Segment Open

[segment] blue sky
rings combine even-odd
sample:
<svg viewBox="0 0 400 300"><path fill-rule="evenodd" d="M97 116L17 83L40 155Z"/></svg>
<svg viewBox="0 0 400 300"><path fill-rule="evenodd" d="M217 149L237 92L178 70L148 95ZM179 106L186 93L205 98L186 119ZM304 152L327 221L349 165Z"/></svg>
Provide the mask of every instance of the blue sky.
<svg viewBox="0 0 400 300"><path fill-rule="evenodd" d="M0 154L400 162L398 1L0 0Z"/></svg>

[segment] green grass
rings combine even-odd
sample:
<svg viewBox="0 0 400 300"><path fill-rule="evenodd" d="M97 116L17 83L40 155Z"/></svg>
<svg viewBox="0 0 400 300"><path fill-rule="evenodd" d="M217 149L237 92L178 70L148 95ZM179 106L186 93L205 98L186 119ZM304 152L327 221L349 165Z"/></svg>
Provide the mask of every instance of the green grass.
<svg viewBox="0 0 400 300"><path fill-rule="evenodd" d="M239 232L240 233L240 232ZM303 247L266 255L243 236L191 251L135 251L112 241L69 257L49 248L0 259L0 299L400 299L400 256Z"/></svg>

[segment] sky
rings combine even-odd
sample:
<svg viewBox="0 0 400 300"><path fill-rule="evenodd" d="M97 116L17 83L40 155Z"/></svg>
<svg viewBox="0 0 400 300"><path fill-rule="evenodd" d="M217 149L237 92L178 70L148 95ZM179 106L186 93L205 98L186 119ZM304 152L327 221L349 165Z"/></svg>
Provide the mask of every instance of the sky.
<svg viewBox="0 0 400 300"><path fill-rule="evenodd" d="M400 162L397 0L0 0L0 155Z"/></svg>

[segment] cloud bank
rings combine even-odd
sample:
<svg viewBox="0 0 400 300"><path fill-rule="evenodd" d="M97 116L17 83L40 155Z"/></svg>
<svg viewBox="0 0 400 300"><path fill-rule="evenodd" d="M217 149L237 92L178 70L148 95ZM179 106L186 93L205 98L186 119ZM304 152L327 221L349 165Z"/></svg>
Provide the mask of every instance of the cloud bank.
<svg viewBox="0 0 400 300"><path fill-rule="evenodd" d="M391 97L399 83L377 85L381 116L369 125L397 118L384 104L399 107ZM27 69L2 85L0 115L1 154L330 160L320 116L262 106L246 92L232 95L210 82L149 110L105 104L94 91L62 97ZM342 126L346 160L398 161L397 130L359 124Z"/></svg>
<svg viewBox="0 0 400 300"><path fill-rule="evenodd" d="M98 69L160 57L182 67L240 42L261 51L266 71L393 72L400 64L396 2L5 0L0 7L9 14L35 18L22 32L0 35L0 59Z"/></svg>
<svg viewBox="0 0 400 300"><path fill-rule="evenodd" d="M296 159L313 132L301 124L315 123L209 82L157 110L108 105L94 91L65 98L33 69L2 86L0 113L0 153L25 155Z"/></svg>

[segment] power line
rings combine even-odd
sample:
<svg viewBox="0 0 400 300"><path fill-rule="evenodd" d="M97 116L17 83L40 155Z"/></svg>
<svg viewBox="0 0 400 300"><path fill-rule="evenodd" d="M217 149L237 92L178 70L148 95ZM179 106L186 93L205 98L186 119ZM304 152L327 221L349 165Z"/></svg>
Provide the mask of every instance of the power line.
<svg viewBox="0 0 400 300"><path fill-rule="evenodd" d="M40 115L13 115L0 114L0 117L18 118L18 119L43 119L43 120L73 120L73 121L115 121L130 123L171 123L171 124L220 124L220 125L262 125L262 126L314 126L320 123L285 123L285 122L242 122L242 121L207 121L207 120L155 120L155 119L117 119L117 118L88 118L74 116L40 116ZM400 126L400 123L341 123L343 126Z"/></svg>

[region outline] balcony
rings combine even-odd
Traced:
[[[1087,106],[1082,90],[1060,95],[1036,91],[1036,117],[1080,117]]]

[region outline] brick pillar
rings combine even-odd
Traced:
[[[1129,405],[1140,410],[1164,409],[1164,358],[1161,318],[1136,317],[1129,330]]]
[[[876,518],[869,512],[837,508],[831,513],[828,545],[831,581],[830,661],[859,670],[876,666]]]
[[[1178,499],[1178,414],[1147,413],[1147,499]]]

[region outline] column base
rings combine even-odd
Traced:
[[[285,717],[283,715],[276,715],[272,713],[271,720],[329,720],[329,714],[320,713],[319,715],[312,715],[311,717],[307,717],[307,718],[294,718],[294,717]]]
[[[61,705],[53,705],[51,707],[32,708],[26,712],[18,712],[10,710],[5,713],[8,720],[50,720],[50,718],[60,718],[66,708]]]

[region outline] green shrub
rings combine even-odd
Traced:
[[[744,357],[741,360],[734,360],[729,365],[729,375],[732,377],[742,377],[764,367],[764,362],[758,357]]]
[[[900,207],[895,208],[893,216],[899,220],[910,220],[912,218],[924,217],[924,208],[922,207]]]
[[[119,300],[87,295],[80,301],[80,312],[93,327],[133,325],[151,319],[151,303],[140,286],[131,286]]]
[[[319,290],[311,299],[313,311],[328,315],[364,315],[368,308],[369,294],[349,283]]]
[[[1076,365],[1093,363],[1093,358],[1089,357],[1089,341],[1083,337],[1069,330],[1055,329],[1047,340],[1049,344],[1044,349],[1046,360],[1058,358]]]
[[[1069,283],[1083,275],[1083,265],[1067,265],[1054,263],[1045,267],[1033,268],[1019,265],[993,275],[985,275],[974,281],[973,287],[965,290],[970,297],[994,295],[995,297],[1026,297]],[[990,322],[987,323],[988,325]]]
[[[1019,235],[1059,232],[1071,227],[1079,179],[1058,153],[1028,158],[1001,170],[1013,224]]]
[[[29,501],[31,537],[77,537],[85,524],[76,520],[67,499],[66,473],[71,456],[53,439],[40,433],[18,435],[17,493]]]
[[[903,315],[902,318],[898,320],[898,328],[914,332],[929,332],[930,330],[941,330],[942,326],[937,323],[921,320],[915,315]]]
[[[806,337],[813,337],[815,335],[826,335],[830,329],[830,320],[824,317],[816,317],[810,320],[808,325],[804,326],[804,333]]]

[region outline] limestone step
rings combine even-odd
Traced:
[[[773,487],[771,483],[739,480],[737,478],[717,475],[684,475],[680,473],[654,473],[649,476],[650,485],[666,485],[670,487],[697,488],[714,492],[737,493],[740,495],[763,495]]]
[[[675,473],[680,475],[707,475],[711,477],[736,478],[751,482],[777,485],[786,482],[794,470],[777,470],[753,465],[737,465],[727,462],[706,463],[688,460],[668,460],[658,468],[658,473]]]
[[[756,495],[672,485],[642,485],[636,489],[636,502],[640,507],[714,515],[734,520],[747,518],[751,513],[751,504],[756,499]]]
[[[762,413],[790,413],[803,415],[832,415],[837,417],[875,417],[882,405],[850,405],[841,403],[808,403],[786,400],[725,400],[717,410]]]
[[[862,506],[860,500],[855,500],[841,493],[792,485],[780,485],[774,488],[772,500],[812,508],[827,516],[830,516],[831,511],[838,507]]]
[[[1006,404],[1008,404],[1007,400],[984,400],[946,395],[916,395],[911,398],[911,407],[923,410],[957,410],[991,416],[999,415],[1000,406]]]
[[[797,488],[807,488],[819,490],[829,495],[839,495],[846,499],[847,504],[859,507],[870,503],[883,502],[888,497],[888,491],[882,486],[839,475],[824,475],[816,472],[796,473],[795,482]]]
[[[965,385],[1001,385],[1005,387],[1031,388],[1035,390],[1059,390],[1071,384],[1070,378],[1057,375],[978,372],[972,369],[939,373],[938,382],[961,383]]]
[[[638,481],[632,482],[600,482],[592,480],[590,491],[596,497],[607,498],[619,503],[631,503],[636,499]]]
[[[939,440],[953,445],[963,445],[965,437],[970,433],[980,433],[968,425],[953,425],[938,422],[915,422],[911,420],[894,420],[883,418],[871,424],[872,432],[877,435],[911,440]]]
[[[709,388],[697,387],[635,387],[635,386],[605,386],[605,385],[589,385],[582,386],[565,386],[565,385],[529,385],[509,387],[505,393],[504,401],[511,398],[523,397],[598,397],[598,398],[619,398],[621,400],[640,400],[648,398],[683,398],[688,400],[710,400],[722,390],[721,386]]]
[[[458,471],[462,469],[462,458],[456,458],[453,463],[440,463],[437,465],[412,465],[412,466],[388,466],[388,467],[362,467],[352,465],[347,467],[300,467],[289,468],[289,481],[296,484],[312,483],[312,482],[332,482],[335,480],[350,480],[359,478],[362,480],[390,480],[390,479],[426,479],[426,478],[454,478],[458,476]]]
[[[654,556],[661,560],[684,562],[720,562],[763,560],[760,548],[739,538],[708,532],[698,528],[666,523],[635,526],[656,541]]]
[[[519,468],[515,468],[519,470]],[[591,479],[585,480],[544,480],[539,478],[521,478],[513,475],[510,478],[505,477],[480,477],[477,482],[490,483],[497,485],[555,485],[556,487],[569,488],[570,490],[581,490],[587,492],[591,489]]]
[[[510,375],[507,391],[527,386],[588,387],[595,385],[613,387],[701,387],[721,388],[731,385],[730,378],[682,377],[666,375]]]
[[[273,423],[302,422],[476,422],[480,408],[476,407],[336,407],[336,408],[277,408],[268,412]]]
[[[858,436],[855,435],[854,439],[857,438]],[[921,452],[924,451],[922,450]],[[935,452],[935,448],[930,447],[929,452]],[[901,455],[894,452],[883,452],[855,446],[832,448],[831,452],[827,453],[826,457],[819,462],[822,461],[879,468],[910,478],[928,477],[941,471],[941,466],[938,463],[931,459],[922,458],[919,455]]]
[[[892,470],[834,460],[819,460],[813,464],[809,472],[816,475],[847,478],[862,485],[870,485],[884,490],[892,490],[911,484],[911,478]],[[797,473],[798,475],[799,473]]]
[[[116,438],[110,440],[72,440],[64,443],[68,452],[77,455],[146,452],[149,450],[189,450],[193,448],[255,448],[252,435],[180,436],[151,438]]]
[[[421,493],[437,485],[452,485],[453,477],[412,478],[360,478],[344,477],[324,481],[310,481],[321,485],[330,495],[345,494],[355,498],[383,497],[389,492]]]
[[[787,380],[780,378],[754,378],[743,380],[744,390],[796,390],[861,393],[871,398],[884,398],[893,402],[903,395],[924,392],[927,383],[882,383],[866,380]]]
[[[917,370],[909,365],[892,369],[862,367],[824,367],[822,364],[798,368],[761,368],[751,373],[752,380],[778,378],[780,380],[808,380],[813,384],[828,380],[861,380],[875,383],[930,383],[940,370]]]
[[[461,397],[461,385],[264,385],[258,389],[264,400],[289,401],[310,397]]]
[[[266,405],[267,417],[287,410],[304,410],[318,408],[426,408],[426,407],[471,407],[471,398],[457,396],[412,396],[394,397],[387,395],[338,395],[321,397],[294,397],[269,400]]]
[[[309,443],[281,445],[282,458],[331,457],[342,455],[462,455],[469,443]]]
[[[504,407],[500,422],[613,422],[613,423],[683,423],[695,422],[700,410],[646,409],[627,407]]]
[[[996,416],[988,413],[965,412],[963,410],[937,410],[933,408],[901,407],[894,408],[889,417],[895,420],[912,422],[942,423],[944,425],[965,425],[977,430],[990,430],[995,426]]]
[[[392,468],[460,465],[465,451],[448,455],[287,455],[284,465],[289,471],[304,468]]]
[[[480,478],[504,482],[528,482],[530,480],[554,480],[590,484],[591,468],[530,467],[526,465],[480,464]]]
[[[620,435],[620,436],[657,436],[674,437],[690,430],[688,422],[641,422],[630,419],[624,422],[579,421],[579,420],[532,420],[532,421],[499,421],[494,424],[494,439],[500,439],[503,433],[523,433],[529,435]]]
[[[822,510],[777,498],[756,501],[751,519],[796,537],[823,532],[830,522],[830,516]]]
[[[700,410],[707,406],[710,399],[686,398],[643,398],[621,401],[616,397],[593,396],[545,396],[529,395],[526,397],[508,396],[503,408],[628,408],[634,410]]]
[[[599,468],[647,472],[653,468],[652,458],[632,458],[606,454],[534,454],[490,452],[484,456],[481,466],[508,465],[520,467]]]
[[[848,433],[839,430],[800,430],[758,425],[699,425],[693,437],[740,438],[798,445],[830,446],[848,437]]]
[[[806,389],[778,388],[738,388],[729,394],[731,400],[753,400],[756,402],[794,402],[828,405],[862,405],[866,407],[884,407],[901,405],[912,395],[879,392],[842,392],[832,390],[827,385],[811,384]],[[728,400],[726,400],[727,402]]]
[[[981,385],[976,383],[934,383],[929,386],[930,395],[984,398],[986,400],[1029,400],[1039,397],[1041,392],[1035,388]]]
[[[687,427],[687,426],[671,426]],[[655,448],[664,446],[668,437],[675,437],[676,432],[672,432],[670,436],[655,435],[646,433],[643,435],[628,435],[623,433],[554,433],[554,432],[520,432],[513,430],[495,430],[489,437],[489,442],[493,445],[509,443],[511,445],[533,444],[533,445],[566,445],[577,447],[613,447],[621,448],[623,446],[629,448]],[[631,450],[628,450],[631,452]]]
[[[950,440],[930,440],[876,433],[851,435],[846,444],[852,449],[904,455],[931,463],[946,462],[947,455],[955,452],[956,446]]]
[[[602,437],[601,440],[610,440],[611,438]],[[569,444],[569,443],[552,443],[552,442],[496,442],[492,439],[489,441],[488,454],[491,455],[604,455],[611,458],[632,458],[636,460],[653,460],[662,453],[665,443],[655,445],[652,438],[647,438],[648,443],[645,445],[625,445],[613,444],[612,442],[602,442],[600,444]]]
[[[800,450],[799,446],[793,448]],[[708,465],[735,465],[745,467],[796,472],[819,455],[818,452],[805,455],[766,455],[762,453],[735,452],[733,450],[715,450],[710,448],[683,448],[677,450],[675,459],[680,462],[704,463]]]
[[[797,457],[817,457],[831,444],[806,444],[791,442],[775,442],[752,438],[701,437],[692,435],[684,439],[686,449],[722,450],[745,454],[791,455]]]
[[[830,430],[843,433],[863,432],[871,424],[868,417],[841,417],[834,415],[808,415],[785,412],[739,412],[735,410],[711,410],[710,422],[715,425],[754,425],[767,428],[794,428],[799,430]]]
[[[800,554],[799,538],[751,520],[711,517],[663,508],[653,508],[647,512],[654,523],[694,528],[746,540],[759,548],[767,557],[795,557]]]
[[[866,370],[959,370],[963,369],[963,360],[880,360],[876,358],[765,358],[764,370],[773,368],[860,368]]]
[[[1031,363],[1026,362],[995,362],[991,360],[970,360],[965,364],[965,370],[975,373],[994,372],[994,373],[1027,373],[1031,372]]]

Segment Closed

## [EXERCISE DESCRIPTION]
Return all lines above that mention the word "outline".

## [RESULT]
[region outline] balcony
[region outline] brick pillar
[region outline] column base
[region outline] green shrub
[region outline] limestone step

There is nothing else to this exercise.